**提示文:**

= = = = = = =

また、幅広い資産を投融資対象として長期的な収益の獲得を目指す【資産運用】をはじめ、数理科学的な手法な手法を用いて、資産運用手法の開発業務や金融派生商品の評価モデル構築業務を行う【クオンツ】、金融市場や保険引受のリスク等の計量、分析を通じて資産の健全生を維持/向上させる【リスク管理】は、今後ますます重要になっています。

さらには、契約の引受可否を判断する【アンダーライティング】は、生物系や薬学、医療系の知識を用いて活躍する理系社員もいます。これら理系の学問が直接活かせるポジションだけではなく、【海外事業】でも理系人材は活躍しています。各国の経済の成長性だけでなく、金融や保険事業に関する法制度、生活文化やライフスタイルなどリサーチする力、そこから必要な情報を取捨選択する力、戦略的かつロジカルに組み立てて提案する際に、マーケットに対してある程度仮説を立て、検証し、また結果を分析して回していく。このような力は、理系出身者が普段の授業や研究における考え方と同じであり、理系の強みを存分に発揮できます。

= = = = = = =

**課題:**
上の提示文を、一字も変えずに全文そのまま書き写すこと。

= = = = = = =

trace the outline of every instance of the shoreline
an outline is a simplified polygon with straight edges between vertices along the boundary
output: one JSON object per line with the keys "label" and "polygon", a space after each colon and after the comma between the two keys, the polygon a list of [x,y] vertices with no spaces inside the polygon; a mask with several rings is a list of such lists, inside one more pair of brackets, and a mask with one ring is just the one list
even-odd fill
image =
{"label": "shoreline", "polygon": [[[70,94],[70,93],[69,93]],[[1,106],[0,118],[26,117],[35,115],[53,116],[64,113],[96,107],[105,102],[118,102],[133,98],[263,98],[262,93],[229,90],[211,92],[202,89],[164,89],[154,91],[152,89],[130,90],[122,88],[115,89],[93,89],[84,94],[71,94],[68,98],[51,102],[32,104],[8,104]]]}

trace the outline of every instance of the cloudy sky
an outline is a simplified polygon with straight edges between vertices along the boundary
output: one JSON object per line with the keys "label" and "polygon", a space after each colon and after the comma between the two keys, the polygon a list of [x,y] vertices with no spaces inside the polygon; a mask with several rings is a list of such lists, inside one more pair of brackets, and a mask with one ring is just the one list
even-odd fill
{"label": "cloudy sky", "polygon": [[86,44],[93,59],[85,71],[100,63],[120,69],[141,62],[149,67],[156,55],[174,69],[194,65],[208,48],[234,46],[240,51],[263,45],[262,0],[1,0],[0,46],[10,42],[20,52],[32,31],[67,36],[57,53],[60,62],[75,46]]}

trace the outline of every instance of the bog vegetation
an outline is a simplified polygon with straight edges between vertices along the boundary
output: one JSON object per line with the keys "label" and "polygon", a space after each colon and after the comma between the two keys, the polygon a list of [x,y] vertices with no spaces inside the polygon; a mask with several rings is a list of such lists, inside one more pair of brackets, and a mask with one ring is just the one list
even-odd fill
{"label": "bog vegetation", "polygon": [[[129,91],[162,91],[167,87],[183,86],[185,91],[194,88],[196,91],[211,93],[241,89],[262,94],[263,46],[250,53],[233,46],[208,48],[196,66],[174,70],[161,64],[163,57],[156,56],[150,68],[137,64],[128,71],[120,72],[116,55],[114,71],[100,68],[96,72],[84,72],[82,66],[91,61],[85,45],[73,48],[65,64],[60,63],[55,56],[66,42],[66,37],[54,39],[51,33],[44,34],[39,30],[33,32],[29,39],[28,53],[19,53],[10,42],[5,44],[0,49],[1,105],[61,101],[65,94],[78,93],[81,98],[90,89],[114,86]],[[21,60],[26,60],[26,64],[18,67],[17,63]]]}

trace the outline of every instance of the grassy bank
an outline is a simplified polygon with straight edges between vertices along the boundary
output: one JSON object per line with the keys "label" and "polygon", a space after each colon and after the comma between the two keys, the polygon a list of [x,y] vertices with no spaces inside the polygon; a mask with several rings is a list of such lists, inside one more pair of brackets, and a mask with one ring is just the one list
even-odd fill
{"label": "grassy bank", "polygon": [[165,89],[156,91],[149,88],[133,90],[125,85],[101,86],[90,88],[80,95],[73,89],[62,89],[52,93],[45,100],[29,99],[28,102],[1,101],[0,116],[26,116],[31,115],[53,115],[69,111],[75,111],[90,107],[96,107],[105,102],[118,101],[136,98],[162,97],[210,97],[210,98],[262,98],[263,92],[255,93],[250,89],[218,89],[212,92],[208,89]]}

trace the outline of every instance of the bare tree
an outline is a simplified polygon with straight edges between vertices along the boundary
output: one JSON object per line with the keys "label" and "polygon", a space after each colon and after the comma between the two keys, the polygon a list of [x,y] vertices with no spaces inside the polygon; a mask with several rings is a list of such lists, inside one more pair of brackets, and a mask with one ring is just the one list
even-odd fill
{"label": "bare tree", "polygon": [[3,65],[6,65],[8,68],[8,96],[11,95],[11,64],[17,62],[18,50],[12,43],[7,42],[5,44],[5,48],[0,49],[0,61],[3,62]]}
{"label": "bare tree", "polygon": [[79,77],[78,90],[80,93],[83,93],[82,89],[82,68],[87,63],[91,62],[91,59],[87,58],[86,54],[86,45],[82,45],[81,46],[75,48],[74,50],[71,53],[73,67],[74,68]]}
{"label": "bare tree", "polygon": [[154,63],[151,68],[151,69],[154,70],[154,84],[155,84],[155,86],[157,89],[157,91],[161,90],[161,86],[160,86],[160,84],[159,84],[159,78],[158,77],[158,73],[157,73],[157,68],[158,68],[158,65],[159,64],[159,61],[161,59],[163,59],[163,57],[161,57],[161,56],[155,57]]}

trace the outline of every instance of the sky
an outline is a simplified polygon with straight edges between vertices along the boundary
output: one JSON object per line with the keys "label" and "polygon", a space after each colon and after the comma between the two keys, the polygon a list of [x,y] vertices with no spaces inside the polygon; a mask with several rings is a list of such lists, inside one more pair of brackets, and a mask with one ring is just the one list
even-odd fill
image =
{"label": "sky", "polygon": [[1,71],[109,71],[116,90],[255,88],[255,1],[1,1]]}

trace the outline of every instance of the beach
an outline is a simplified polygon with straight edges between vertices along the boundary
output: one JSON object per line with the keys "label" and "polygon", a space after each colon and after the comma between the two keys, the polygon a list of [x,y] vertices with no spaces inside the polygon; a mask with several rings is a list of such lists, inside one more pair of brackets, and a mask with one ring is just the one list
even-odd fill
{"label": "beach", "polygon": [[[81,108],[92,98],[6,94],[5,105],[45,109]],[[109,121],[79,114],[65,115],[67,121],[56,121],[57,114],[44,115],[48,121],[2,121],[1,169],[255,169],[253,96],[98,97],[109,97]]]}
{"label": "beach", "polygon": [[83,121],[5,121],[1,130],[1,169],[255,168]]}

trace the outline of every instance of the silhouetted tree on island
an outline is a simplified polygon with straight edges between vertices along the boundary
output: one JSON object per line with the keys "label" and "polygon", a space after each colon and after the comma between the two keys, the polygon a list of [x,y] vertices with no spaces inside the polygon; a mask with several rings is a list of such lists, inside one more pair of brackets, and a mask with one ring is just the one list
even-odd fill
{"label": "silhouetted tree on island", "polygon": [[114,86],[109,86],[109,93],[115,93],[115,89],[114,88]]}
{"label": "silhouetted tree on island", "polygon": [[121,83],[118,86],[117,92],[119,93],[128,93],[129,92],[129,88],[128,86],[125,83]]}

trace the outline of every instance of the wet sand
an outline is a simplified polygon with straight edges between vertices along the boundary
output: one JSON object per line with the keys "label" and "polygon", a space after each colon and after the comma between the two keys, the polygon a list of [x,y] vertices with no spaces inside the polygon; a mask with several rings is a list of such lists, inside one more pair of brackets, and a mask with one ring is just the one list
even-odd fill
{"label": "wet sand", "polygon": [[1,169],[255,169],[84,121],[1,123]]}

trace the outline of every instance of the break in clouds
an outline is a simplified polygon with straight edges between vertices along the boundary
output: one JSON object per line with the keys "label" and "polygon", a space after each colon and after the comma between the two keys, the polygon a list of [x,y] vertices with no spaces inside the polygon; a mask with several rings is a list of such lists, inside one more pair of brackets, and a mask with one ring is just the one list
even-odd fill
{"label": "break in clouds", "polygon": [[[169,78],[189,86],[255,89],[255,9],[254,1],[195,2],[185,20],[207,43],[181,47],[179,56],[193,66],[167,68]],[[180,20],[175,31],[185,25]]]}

= = = = = = =

**課題の解答:**
また、幅広い資産を投融資対象として長期的な収益の獲得を目指す【資産運用】をはじめ、数理科学的な手法な手法を用いて、資産運用手法の開発業務や金融派生商品の評価モデル構築業務を行う【クオンツ】、金融市場や保険引受のリスク等の計量、分析を通じて資産の健全生を維持/向上させる【リスク管理】は、今後ますます重要になっています。

さらには、契約の引受可否を判断する【アンダーライティング】は、生物系や薬学、医療系の知識を用いて活躍する理系社員もいます。これら理系の学問が直接活かせるポジションだけではなく、【海外事業】でも理系人材は活躍しています。各国の経済の成長性だけでなく、金融や保険事業に関する法制度、生活文化やライフスタイルなどリサーチする力、そこから必要な情報を取捨選択する力、戦略的かつロジカルに組み立てて提案する際に、マーケットに対してある程度仮説を立て、検証し、また結果を分析して回していく。このような力は、理系出身者が普段の授業や研究における考え方と同じであり、理系の強みを存分に発揮できます。